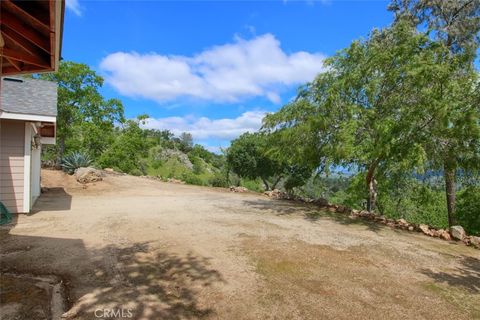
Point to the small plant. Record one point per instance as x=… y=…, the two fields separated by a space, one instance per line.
x=75 y=160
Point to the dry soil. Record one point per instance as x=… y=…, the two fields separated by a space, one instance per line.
x=156 y=250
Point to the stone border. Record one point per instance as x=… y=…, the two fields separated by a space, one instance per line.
x=455 y=233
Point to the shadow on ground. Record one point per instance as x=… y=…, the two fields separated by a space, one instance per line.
x=466 y=276
x=54 y=199
x=310 y=212
x=149 y=285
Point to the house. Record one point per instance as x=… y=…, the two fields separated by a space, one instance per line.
x=30 y=42
x=28 y=110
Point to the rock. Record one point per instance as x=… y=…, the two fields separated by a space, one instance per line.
x=457 y=233
x=445 y=235
x=341 y=209
x=173 y=180
x=276 y=194
x=238 y=189
x=321 y=202
x=425 y=229
x=181 y=157
x=88 y=174
x=435 y=233
x=475 y=241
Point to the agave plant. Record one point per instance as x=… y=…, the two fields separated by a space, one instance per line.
x=75 y=160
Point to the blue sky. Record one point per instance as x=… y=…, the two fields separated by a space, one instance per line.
x=211 y=67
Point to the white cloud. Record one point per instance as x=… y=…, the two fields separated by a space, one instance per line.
x=227 y=73
x=204 y=128
x=74 y=6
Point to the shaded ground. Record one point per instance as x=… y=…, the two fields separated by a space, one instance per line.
x=166 y=251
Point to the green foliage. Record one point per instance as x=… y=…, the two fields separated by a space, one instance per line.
x=468 y=209
x=126 y=152
x=85 y=120
x=185 y=142
x=252 y=184
x=250 y=157
x=75 y=160
x=218 y=180
x=191 y=178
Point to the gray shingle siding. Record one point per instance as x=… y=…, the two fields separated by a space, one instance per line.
x=28 y=96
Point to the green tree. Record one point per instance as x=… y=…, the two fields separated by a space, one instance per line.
x=84 y=117
x=247 y=157
x=453 y=92
x=358 y=113
x=185 y=142
x=128 y=149
x=250 y=157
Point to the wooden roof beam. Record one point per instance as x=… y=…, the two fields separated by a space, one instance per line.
x=39 y=40
x=24 y=57
x=16 y=64
x=24 y=15
x=18 y=40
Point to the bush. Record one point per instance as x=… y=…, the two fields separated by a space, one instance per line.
x=252 y=185
x=218 y=180
x=75 y=160
x=136 y=172
x=190 y=178
x=468 y=209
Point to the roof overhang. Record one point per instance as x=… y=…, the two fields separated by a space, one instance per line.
x=31 y=35
x=26 y=117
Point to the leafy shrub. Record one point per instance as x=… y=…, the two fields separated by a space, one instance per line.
x=252 y=185
x=136 y=172
x=218 y=180
x=191 y=178
x=468 y=209
x=75 y=160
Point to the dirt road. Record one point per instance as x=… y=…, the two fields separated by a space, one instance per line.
x=164 y=251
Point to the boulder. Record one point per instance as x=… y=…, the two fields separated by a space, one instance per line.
x=276 y=194
x=445 y=235
x=457 y=232
x=238 y=189
x=88 y=174
x=425 y=229
x=173 y=180
x=321 y=202
x=475 y=241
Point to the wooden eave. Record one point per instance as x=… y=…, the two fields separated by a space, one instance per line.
x=31 y=35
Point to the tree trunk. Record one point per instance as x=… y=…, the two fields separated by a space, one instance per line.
x=449 y=174
x=265 y=182
x=60 y=151
x=274 y=185
x=371 y=186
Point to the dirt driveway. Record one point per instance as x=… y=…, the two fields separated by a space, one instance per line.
x=164 y=251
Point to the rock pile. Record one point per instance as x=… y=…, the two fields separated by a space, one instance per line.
x=173 y=180
x=238 y=189
x=88 y=174
x=455 y=232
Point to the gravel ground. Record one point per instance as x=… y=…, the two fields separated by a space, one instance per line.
x=154 y=250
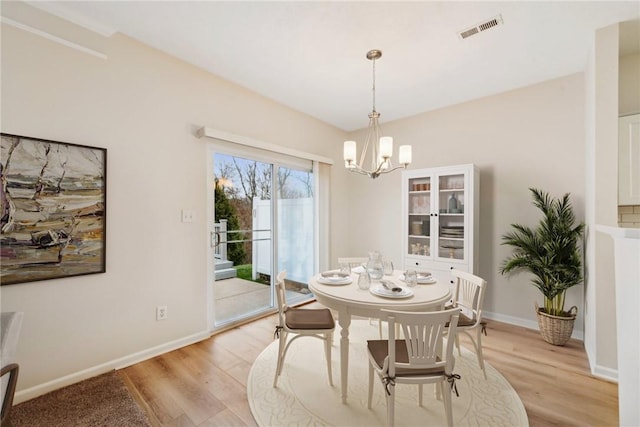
———
Convert the material above into a JSON list of strings with one string per line. Leave out blank lines and the pictures.

■ WRITTEN ANSWER ■
[
  "Point to the small plant. Record one point per instance as x=… y=…, the two fields separated by a space, one instance per line.",
  "x=75 y=160",
  "Point to the dry soil. Record one point per instance as x=… y=…, the two fields separated by a space, one instance per line.",
  "x=156 y=250",
  "Point to the stone border. Record one point per instance as x=… y=…, the two fields separated by a space, one instance per line.",
  "x=455 y=233",
  "Point to the shadow on ground. Record one point per instance as x=… y=…, the two fields separated by a space, one instance per line.",
  "x=466 y=276",
  "x=54 y=199",
  "x=310 y=212",
  "x=149 y=285",
  "Point to the house. Record one point per instance as x=… y=…, the two fields separated by a space, one instance per line.",
  "x=30 y=42",
  "x=28 y=110",
  "Point to the rock. Record one point per instance as x=… y=…, the two fields separated by a space, one instance per line.",
  "x=457 y=233",
  "x=445 y=235",
  "x=341 y=209",
  "x=173 y=180",
  "x=276 y=194",
  "x=238 y=189",
  "x=321 y=202",
  "x=425 y=229",
  "x=181 y=157",
  "x=88 y=174",
  "x=435 y=233",
  "x=475 y=241",
  "Point to the agave plant. Record one point per instance as x=… y=…, the two fields separated by a space, one instance per line.",
  "x=75 y=160",
  "Point to the blue sky. Record one point per instance as x=… y=…, the two fields separated by a space, one instance per line.",
  "x=211 y=67",
  "Point to the white cloud. Record one point per instance as x=… y=…, the two fields separated by a space, one instance per line.",
  "x=227 y=73",
  "x=204 y=128",
  "x=74 y=6",
  "Point to the shaded ground. Record one point per instance as x=… y=…, the two fields separated by a space, one instance per line.",
  "x=166 y=251",
  "Point to the green foliage. Record one point per instance as x=… y=…, the two fields separated by a space, one instance per line.",
  "x=468 y=209",
  "x=126 y=152",
  "x=85 y=120",
  "x=185 y=142",
  "x=252 y=184",
  "x=250 y=157",
  "x=75 y=160",
  "x=218 y=180",
  "x=191 y=178",
  "Point to the gray shingle siding. Record one point per instance as x=… y=…, the two fields separated by a space, one instance per line.",
  "x=28 y=96",
  "Point to the green tree. Record one point per instance as x=… y=…, the two fields separated by a space, one instance per line.",
  "x=84 y=117",
  "x=247 y=157",
  "x=453 y=92",
  "x=358 y=113",
  "x=185 y=142",
  "x=128 y=149",
  "x=250 y=157",
  "Point to the wooden roof beam. Record one point per instance as x=… y=…, the two fields separated by a space, one instance per line.",
  "x=39 y=40",
  "x=24 y=57",
  "x=16 y=64",
  "x=24 y=15",
  "x=18 y=40",
  "Point to the bush. Record one point per instance as x=… y=…, the two fields separated by a space, one instance per line.",
  "x=252 y=185",
  "x=218 y=180",
  "x=75 y=160",
  "x=136 y=172",
  "x=190 y=178",
  "x=468 y=209",
  "Point to the roof overhang. Record one point per instance as x=… y=…, the two fields separated by a space, one instance per line.",
  "x=31 y=35",
  "x=26 y=117",
  "Point to the leafy shrub. Record one point per instance as x=… y=…, the two fields separated by a space, one instance per line.",
  "x=252 y=185",
  "x=136 y=172",
  "x=218 y=180",
  "x=191 y=178",
  "x=468 y=209",
  "x=75 y=160",
  "Point to the dirt road. Record one point per instance as x=… y=…, the two fields separated by a space, one instance per line.",
  "x=164 y=251",
  "Point to the boulder. Record one point per instance as x=… y=…, the two fields separated by a space, one instance per line.",
  "x=276 y=194",
  "x=445 y=235",
  "x=457 y=232",
  "x=238 y=189",
  "x=88 y=174",
  "x=425 y=229",
  "x=173 y=180",
  "x=321 y=202",
  "x=475 y=241",
  "Point to the wooden eave. Record one point per instance as x=… y=…, the two fields separated by a space, one instance per line.",
  "x=31 y=35",
  "Point to the tree trunk. Record one point per instance as x=… y=…, the two fields separated by a space, one instance per line.",
  "x=449 y=174",
  "x=265 y=182",
  "x=60 y=151",
  "x=274 y=185",
  "x=371 y=186",
  "Point to the dirt driveway. Record one point per instance as x=… y=…, the two fields separated by a space, one instance per line.",
  "x=164 y=251",
  "Point to the rock pile. Record one point per instance as x=… y=…, the two fields separated by a space, one instance per line.",
  "x=173 y=180",
  "x=238 y=189",
  "x=88 y=174",
  "x=455 y=232",
  "Point to the gravel ground. Record one point per instance as x=… y=…, the two fields separated by a space, one instance per line.",
  "x=154 y=250"
]